• **EXTRAIT**
L’Afrique est, à mon sens, une zone absolument essentielle. Alcatel-Lucent y a été par le passé un acteur très important, et nous avons un peu reculé. J’entends repartir à l’offensive. L’autre axe consiste à trouver de nouveaux clients en plus des opérateurs de télécoms. Il y a les câblo-opérateurs, les acteurs de l’internet, les grandes entreprises utilisant beaucoup de technologie, – par exemple les banques – et les gouvernements, notamment en Afrique.

Quels sont vos objectifs commerciaux sur ce continent ?

Nous ne communiquons pas nos chiffres par zone géographique. Pour autant, ce continent, que je connais bien pour l’avoir parcouru au cours de mes précédentes fonctions, constitue aujourd’hui une priorité absolue. J’y ai déjà effectué quatre déplacements en dix-huit mois, plus que mon prédécesseur en quatre ans. Je suis allé en Afrique du Sud, en Côte d’Ivoire, au Maroc. Et je vais bientôt aller au Kenya. Pour y parvenir, nous avons réorganisé notre présence autour de sept hubs régionaux (Égypte, Maroc, Sénégal, Côte d’Ivoire, Nigeria, Kenya, Afrique du Sud), qui peuvent apporter un soutien dans les vingt-trois pays où nous sommes directement présents ou là où nous sommes représentés par des distributeurs.

• **DONNÉES FOURNIES**
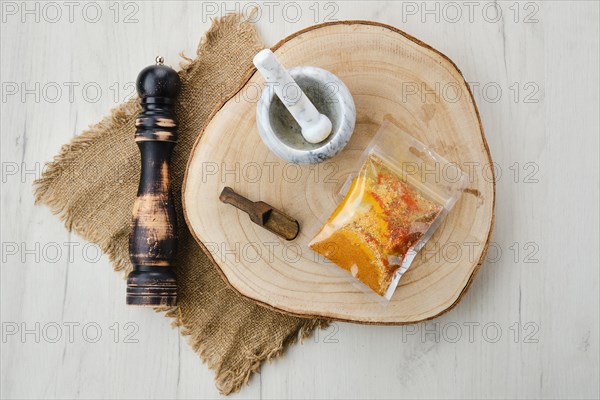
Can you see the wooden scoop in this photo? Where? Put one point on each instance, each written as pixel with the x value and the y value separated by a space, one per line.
pixel 263 214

• **CONSIGNES**
(a) D'après l'extrait sur Alcatel-Lucent en Afrique, combien de déplacements sur ce continent l'interlocuteur a-t-il faits en dix-huit mois ?
(b) Énumérez les pays qui accueillent les hubs régionaux d'Alcatel-Lucent selon l'extrait.
Les lignes n'interviennent pas dans cet exercice.

• **RÉPONSES**
(a) Quatre déplacements.

(b) Égypte, Maroc, Sénégal, Côte d'Ivoire, Nigeria, Kenya, Afrique du Sud.